According to the PEAS "About us" text below, how many schools are in the organization's network, and in which countries are they located?
(DOCUMENT SEGMENT begins)
About us
Who we are
What we do
We are PEAS. We are an international education not-for-profit organisation that believes in a world where all children enjoy an education that unlocks their full potential. To achieve that, our mission is to expand access to sustainably delivered, quality secondary education across Africa. We are passionate about delivering quality education at a low cost, so that we can educate the poorest rural communities in Africa and replicate our model across other communities.
We have a network of 32 schools across Uganda and Zambia educating over 14,000 marginalised students and work together with governments to roll out the PEAS approach in government schools to scale our impact.
External evidence shows that PEAS helps the most marginalised to overcome the barriers they face in accessing secondary school. PEAS students are poorer than students in other school types and we enrol more girls and students with special educational needs and lower primary school results. Despite the disadvantages they face, PEAS schools help students make faster learning progress.
We are proud of our achievements to date, but we know we can achieve even more. Building on the solid foundations of our programme, we want to grow our impact in both our own secondary school networks and beyond.
(DOCUMENT SEGMENT ends)
(PROVIDED RECORDS begins)
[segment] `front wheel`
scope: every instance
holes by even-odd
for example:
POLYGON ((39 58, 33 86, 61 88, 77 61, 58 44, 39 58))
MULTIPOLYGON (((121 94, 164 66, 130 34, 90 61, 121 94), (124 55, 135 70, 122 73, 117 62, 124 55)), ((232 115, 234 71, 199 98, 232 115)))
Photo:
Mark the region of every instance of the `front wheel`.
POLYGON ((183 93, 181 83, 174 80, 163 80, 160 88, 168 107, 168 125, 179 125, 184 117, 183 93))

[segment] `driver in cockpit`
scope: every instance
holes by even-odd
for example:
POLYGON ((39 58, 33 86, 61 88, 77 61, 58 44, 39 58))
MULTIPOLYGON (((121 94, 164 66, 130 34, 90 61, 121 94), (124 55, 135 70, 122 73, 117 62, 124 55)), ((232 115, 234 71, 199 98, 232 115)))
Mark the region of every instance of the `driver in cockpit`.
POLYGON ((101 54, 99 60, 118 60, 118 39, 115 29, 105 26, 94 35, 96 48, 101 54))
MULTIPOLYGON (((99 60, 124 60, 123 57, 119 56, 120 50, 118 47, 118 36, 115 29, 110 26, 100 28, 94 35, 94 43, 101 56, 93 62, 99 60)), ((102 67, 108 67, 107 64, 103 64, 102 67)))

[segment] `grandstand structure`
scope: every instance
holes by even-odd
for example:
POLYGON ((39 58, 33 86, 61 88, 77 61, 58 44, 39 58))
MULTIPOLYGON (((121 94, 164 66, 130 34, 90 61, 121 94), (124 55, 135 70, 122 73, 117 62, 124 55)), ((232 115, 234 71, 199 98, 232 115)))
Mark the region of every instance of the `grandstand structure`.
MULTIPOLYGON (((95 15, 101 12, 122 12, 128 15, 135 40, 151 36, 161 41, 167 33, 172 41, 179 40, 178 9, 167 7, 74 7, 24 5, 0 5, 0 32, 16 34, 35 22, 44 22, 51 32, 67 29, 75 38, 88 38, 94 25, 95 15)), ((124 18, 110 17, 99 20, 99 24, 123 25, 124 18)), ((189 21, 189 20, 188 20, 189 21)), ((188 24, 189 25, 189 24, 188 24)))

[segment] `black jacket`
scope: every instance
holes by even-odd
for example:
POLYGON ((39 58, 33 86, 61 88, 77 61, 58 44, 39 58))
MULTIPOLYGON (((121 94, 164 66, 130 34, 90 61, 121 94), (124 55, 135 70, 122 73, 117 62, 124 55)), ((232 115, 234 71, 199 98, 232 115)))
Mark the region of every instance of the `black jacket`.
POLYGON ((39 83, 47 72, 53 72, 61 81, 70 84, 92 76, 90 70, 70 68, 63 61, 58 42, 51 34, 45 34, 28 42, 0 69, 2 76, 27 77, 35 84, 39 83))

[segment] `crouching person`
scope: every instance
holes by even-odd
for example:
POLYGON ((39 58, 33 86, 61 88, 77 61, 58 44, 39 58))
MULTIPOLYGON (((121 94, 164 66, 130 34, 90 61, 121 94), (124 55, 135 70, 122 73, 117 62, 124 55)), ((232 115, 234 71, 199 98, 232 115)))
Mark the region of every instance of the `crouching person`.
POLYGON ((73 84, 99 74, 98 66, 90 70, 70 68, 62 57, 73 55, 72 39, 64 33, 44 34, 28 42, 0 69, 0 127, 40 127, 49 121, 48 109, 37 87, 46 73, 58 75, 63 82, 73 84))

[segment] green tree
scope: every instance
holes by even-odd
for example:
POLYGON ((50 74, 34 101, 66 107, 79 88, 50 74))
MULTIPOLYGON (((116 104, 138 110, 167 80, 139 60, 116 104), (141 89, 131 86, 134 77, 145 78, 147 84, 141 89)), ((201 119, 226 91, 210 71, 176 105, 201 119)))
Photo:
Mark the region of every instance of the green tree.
(PROVIDED RECORDS ends)
ANSWER TO THIS PROBLEM
PEAS has a network of 32 schools across Uganda and Zambia.